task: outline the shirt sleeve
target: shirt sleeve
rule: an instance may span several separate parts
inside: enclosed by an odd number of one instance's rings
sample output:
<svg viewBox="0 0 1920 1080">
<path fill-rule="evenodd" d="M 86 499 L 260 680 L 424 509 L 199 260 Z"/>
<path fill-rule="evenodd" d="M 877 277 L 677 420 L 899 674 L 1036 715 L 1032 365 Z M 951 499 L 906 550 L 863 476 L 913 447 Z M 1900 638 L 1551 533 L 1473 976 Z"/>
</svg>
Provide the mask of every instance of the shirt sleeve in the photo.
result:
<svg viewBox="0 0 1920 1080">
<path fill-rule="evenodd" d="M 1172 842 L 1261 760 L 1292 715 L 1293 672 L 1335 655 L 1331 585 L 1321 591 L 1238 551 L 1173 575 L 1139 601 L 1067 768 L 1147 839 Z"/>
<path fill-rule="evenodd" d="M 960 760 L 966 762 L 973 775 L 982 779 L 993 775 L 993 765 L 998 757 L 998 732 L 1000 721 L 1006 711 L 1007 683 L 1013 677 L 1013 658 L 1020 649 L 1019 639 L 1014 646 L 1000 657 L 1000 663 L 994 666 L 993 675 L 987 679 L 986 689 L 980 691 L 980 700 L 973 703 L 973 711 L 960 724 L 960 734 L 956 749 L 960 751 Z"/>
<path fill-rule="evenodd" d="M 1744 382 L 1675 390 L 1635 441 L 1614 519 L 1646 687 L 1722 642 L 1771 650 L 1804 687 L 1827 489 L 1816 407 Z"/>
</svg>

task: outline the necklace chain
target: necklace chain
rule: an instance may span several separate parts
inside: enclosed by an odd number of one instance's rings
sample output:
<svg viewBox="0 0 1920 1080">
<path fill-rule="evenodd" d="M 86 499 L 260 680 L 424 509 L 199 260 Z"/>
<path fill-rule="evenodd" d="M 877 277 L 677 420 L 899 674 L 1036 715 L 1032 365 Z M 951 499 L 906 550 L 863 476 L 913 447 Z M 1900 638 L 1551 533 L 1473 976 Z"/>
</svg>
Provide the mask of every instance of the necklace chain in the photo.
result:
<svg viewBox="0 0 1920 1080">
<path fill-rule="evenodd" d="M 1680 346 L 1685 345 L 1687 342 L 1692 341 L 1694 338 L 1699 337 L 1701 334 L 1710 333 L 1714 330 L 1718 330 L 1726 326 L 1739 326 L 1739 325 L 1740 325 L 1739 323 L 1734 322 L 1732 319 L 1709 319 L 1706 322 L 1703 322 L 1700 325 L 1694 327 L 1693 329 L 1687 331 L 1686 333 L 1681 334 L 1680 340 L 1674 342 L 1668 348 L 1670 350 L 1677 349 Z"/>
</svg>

* _TASK DETAILS_
Could you reproduce every record above exactly as it appears?

* _EXERCISE RESPONSE_
task: outline the shirt sleeve
target: shirt sleeve
rule: an instance may span several separate parts
inside: enclosed by an odd number of one instance's rings
sample output:
<svg viewBox="0 0 1920 1080">
<path fill-rule="evenodd" d="M 86 499 L 260 680 L 424 509 L 199 260 Z"/>
<path fill-rule="evenodd" d="M 877 277 L 677 420 L 899 674 L 1036 715 L 1032 365 Z M 951 499 L 906 550 L 863 476 L 913 447 Z M 1900 638 L 1551 533 L 1473 976 Z"/>
</svg>
Provide the mask of every instance of the shirt sleeve in the photo.
result:
<svg viewBox="0 0 1920 1080">
<path fill-rule="evenodd" d="M 1172 842 L 1261 760 L 1292 715 L 1293 672 L 1335 655 L 1331 585 L 1321 591 L 1238 551 L 1173 575 L 1139 601 L 1067 768 L 1147 839 Z"/>
<path fill-rule="evenodd" d="M 960 760 L 966 762 L 973 775 L 982 779 L 993 775 L 993 765 L 998 757 L 998 732 L 1000 721 L 1006 711 L 1007 683 L 1013 677 L 1013 658 L 1020 649 L 1019 639 L 1014 646 L 1000 657 L 1000 663 L 994 666 L 993 675 L 987 679 L 986 689 L 980 691 L 980 700 L 973 703 L 973 711 L 960 724 L 960 734 L 956 749 L 960 751 Z"/>
<path fill-rule="evenodd" d="M 1744 382 L 1675 390 L 1635 441 L 1614 519 L 1646 687 L 1722 642 L 1771 650 L 1804 687 L 1827 489 L 1816 407 Z"/>
</svg>

task: outline the necklace chain
target: necklace chain
rule: an instance may span several separate parts
inside: enclosed by an odd number of one instance's rings
sample output:
<svg viewBox="0 0 1920 1080">
<path fill-rule="evenodd" d="M 86 499 L 260 680 L 424 509 L 199 260 Z"/>
<path fill-rule="evenodd" d="M 877 277 L 677 420 L 899 674 L 1036 715 L 1032 365 Z M 951 499 L 906 550 L 863 476 L 913 447 Z M 1900 638 L 1551 533 L 1473 976 Z"/>
</svg>
Provide the mask of every instance of the necklace chain in the photo.
result:
<svg viewBox="0 0 1920 1080">
<path fill-rule="evenodd" d="M 1680 346 L 1685 345 L 1687 342 L 1692 341 L 1694 338 L 1699 337 L 1701 334 L 1710 333 L 1714 330 L 1718 330 L 1726 326 L 1739 326 L 1739 325 L 1740 325 L 1739 323 L 1734 322 L 1732 319 L 1709 319 L 1706 322 L 1703 322 L 1700 325 L 1694 327 L 1693 329 L 1687 331 L 1686 333 L 1681 334 L 1680 340 L 1674 342 L 1668 348 L 1670 350 L 1677 349 Z"/>
</svg>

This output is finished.